This guide is for the Snowball Edge. If you are looking for documentation for the Snowball, see the AWS Snowball User Guide.

Using Amazon EC2 Compute Instances

The following contains an overview on using compute instances on a Snowball Edge device, including conceptual information, procedures, and examples.

Overview

Amazon Elastic Compute Cloud (Amazon EC2) is a web service that provides resizeable computing capacity—literally, servers in Amazon's data centers—that you use to build and host your software systems. You can now run Amazon EC2 compute instances hosted on a Snowball Edge with the new sbe1.xxxx instance type. This provides more options to run your compute workloads, adding to the existing support for serverless compute through AWS Lambda powered by AWS Greengrass.

The compute instance types supported for use on a Snowball Edge (identified by sbe1.xxxx) are unique to Snowball Edge devices. Like their cloud-based counterparts, these instances require Amazon Machine Images (AMIs) to launch. You choose the AMI that will be that base image for an sbe1.xxxx instance in the cloud, before you create your Snowball Edge job.

To use a compute instance on a Snowball Edge, create a job and specify your AMIs. This can be done from the AWS Snowball Management Console, with the AWS CLI, or with one of the AWS SDKs. Typically, there are some housekeeping prerequisites that you must resolve before creating your job, in order to use your instances.

After you've handled the prerequisites, created your job, and waited for your device to arrive, you can start managing your AMIs and instances. You can manage your compute instances on a Snowball Edge through an Amazon EC2–compatible endpoint. This type of endpoint supports many of the Amazon EC2 AWS CLI commands and actions for the AWS SDKs. Note that you can't use the AWS Management Console on the Snowball Edge to manage your AMIs and compute instances.

When you're done with your device, return it to AWS. If the device was used in an import job, the data transferred using the Amazon S3 Adapter for Snowball or the file interface will be imported into Amazon S3. Otherwise, we perform a complete erasure of the device when it is returned to AWS. This erasure follows the National Institute of Standards and Technology (NIST) 800-88 standards.

Important

Data in compute instances running on a Snowball Edge will not be imported into AWS.

Compute Instances on Clusters

You can use compute instances on clusters of Snowball Edge devices, and the procedures and guidance for doing so is the same as it would be for using compute instances on a stand-alone device.

When you create a cluster job with AMIs, a copy of each AMI will exist on each node in the cluster. For that reason, there can only be 10 AMIs associated with a cluster of devices, regardless of the number of nodes on the cluster. When you launch an instance in a cluster, you declare the node that will host the instance in your command, and the instance will run on a single node.

Pricing for compute instances on Snowball Edge

There are additional costs associated with using compute instances. For more information, see AWS Snowball Edge Pricing.

Prerequisites

Before creating your job, keep the following information in mind.

Limits for Compute Instances on a Snowball Edge

Supported AWS Regions

You can add compute instances to your devices in the following regions:

  • US East (Ohio)

  • US East (N. Virginia)

  • US West (N. California)

  • US West (Oregon)

  • Asia Pacific (Singapore)

  • Asia Pacific (Sydney)

  • Asia Pacific (Tokyo)

__DATA SEGMENT__.
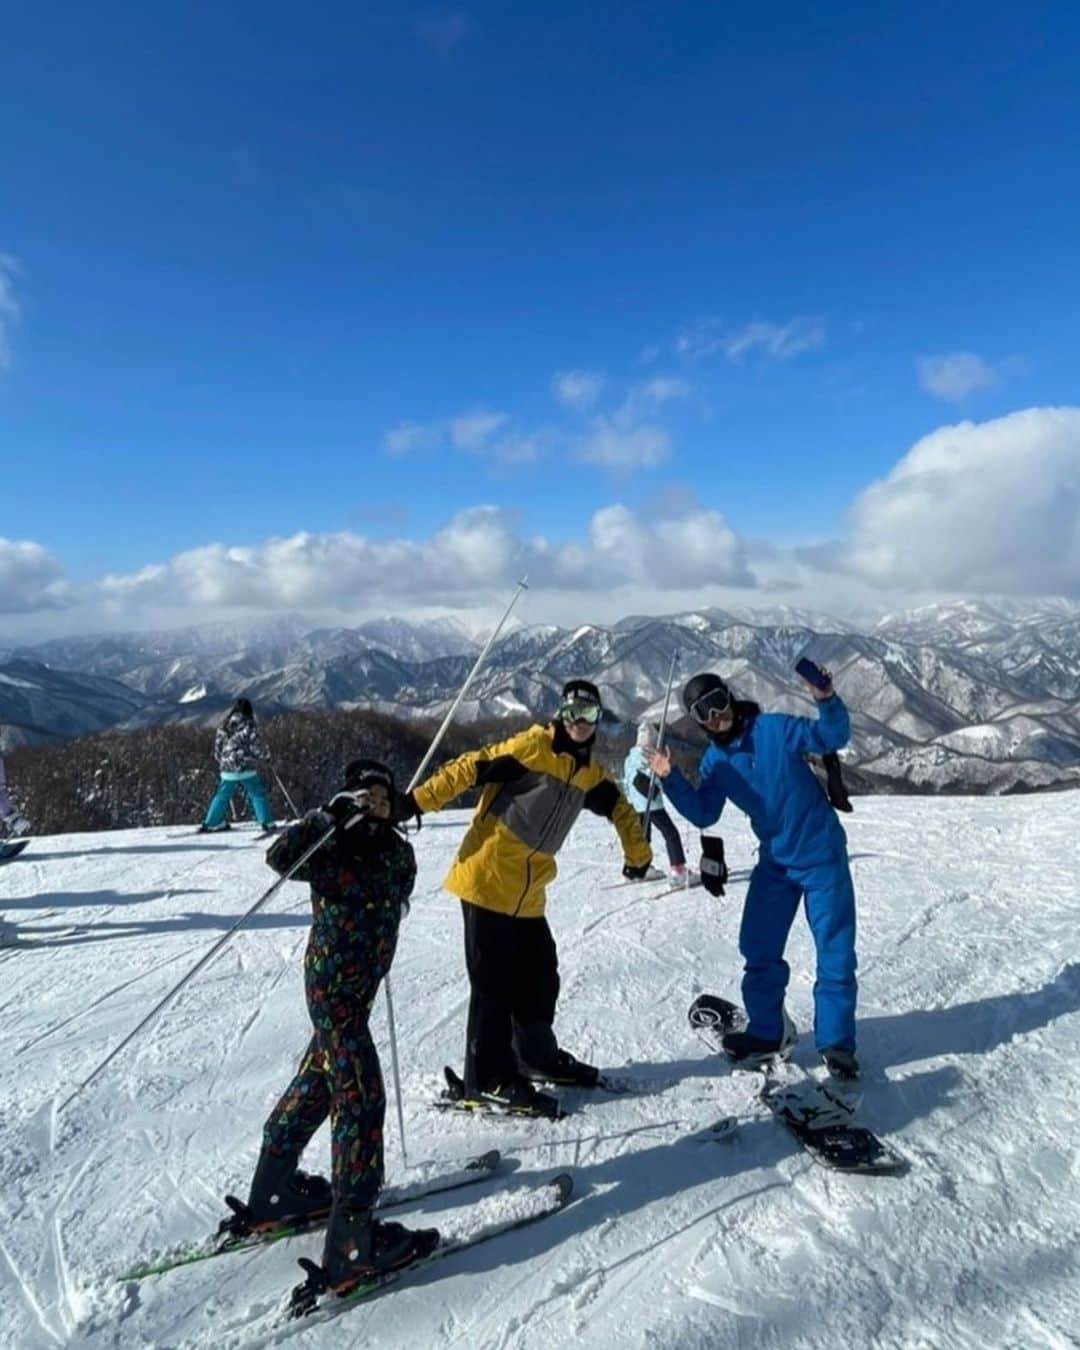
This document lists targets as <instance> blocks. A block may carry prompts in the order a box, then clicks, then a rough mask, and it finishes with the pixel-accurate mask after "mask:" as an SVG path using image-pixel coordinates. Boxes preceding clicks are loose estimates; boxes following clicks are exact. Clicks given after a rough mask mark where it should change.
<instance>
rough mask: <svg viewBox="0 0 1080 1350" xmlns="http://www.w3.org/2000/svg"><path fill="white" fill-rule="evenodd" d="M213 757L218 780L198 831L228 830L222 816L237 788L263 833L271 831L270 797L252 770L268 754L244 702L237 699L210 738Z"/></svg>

__YOUR GOAL__. In the Snowball Edge compute guide, why is a cluster of devices limited to 10 AMIs no matter how many nodes it has? Answer in one to three sentences. The listing was taken from a different source than the text.

__SOLVED EXERCISE__. When a cluster job is created with AMIs, a copy of each AMI exists on every node in the cluster. For that reason, only 10 AMIs can be associated with the cluster, regardless of its number of nodes.